Exercise task:
Emit the line that holds "the beige carpet" and all lines following it through the end of the data, verbatim, and nothing else.

--- start Records to process ---

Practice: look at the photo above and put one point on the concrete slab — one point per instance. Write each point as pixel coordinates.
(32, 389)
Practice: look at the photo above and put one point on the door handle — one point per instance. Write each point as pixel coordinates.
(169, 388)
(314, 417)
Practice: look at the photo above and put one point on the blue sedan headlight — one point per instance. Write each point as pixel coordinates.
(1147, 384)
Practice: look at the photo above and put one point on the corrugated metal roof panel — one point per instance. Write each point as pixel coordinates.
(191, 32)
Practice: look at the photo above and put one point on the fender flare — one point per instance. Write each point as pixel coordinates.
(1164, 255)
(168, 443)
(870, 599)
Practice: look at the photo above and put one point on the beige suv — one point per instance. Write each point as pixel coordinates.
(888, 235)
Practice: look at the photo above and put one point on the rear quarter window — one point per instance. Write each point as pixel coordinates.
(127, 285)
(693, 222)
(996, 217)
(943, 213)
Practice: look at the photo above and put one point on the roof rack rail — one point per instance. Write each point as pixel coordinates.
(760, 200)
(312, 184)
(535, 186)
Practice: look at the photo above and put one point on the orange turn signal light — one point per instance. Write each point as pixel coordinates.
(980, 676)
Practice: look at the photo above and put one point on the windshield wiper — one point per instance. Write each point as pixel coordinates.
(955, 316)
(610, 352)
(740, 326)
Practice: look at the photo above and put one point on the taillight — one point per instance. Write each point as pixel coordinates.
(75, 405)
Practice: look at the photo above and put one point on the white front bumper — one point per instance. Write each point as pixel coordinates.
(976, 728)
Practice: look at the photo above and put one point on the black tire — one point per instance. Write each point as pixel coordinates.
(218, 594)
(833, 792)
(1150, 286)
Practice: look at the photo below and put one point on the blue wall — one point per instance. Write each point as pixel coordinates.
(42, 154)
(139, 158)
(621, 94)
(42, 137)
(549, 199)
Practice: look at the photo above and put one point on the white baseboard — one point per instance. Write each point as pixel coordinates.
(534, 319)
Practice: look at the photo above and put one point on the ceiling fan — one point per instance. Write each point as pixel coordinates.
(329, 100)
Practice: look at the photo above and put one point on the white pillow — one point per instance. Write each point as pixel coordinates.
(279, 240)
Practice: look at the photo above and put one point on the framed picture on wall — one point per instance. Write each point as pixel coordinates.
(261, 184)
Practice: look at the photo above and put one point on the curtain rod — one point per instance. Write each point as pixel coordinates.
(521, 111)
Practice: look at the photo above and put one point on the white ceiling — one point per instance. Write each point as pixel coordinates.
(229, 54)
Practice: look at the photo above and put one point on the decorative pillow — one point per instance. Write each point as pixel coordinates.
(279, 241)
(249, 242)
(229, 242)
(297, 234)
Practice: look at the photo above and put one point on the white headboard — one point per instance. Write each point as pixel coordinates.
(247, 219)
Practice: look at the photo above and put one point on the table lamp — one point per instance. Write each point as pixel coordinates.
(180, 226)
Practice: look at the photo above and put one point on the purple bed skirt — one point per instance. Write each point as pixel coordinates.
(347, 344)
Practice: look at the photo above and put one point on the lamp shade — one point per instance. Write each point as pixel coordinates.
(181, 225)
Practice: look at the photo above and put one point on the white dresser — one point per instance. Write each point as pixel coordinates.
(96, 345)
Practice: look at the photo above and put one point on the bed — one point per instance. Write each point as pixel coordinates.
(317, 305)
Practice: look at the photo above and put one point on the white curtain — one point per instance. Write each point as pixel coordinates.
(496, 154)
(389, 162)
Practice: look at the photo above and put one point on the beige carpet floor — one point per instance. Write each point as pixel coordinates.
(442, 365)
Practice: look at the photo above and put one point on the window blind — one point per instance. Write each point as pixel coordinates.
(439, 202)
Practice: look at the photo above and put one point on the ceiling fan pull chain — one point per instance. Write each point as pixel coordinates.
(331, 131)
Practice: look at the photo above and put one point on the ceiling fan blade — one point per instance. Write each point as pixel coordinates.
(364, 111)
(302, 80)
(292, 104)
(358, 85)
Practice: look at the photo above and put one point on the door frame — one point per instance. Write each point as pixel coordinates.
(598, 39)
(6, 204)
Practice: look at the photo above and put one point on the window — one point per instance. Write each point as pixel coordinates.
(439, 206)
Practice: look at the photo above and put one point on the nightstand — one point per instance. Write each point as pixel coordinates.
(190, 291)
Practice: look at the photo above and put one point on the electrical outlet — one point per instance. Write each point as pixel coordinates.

--- end Records to process ---

Full output:
Practice: look at the photo above and put one point on the beige carpet floor — one point per instance. Write each point as pixel coordinates.
(442, 365)
Practice: look at the photo above and put one point on the window blind — one point per instance. Write each point as pixel coordinates.
(439, 202)
Practice: look at the photo above and put one point on the ceiling fan pull chain — one point per instance. Write each point as pixel coordinates.
(331, 131)
Practice: look at the photo above and put one point on the ceiling fan blade — one point per instance. Write each point as pixel coordinates.
(364, 111)
(302, 80)
(292, 104)
(358, 85)
Practice: look at the photo above and put one point on the door frame — one point per instance. Write each point as pixel coordinates.
(598, 39)
(6, 204)
Practice: look at the photo above and put one point on the window — one point per instance. Write each point as pixel coordinates.
(439, 206)
Practice: look at the photo above and put one point on the nightstand — one point per instance. Write each point as pixel coordinates.
(190, 291)
Practice: look at the photo above and put one point on the electrical outlet — one point per instance. Write each point as pixel coordinates.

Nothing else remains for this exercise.